• **Written request**
Please extract the full private markets transcript word for word.

And so I think what you’re seeing is deal doing is there, it’s not at record levels or anything close to it.

I think the markets are kind of adjusting to a lot of instability right now.

So rate cuts coming election cycle coming.

And I think the result of that is that you’ve got buyers and sellers kind of squaring off against each other.

Questioning is now the time that’s beginning to and I think the sort of the pictures are becoming a little bit more clear and so we’re expecting to see and are beginning to see the volumes picking up on the valuation levels.

I think the story for the public markets is a lot less attractive.

You have a tremendous number of unprofitable public companies trading at really high multiple still.

And that has not yet sort of flushed out.

I think again, sort of the rise of the, these sort of big tech businesses are kind of pulling everybody along with them.

That’s not what we’re seeing across the private market segment right now.

You know, one data point, I’m curious about Eric and I bet you have it, which is, you know, when we talk about uh the retail investor, your average retail investor, what is their private market allocation Eric?

And has that evolved, has that changed at all over the last few years?

For the vast majority?

The answer is simple, it’s zero.

They have not really had a good opportunity, good access point, right?

Price structure, right?

Legal structure to access these markets by and large.

It’s basically been 50 years of this asset class dominating by institutional investors.

And that finally is over, there’s now a multitude of products that are attractive that are more easily available and the technology changes are coming to make that access point even easier in the form of things like tokenization.

I I know you’re a big proponent of tokenization, right?

Uh And I’m I’m curious if you do see more of that in on the private side, you know, will will individual investors, retail investors still have to have, you know, will they still have to be accredited?

Will they still have to have a certain amount to invest?

For example, how will all that shake out?

Yeah, I think, think it, I think we think about tokenization more around kind of an access point.

So think about sort of the private markets kind of heretofore have really been about writing a check and no one wants to write checks these days.

We want to use something like an apple pay.

And so I sort of more equate that the token world to more of the apple pay, just simple ease of use.

That is not structurally changing, kind of who the investor type is.

Named-object pointing records

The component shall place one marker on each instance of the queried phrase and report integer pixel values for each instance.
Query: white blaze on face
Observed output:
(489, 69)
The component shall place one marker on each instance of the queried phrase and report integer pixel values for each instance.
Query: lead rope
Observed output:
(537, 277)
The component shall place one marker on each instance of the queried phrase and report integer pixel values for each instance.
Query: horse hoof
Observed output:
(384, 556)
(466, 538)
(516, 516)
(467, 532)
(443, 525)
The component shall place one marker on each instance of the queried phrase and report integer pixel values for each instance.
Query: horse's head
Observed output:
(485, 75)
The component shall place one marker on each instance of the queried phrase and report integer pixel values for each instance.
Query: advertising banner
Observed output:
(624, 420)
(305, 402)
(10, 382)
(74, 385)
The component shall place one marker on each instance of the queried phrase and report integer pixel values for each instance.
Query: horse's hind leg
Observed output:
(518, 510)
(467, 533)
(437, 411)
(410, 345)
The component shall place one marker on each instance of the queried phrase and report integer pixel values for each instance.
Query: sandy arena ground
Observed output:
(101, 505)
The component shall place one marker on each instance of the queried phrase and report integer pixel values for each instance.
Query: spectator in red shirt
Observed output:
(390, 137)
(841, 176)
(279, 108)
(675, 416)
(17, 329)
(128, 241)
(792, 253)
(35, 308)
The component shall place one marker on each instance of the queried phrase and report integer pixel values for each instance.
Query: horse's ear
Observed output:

• **Response to the exercise**
And so I think what you’re seeing is deal doing is there, it’s not at record levels or anything close to it.

I think the markets are kind of adjusting to a lot of instability right now.

So rate cuts coming election cycle coming.

And I think the result of that is that you’ve got buyers and sellers kind of squaring off against each other.

Questioning is now the time that’s beginning to and I think the sort of the pictures are becoming a little bit more clear and so we’re expecting to see and are beginning to see the volumes picking up on the valuation levels.

I think the story for the public markets is a lot less attractive.

You have a tremendous number of unprofitable public companies trading at really high multiple still.

And that has not yet sort of flushed out.

I think again, sort of the rise of the, these sort of big tech businesses are kind of pulling everybody along with them.

That’s not what we’re seeing across the private market segment right now.

You know, one data point, I’m curious about Eric and I bet you have it, which is, you know, when we talk about uh the retail investor, your average retail investor, what is their private market allocation Eric?

And has that evolved, has that changed at all over the last few years?

For the vast majority?

The answer is simple, it’s zero.

They have not really had a good opportunity, good access point, right?

Price structure, right?

Legal structure to access these markets by and large.

It’s basically been 50 years of this asset class dominating by institutional investors.

And that finally is over, there’s now a multitude of products that are attractive that are more easily available and the technology changes are coming to make that access point even easier in the form of things like tokenization.

I I know you’re a big proponent of tokenization, right?

Uh And I’m I’m curious if you do see more of that in on the private side, you know, will will individual investors, retail investors still have to have, you know, will they still have to be accredited?

Will they still have to have a certain amount to invest?

For example, how will all that shake out?

Yeah, I think, think it, I think we think about tokenization more around kind of an access point.

So think about sort of the private markets kind of heretofore have really been about writing a check and no one wants to write checks these days.

We want to use something like an apple pay.

And so I sort of more equate that the token world to more of the apple pay, just simple ease of use.

That is not structurally changing, kind of who the investor type is.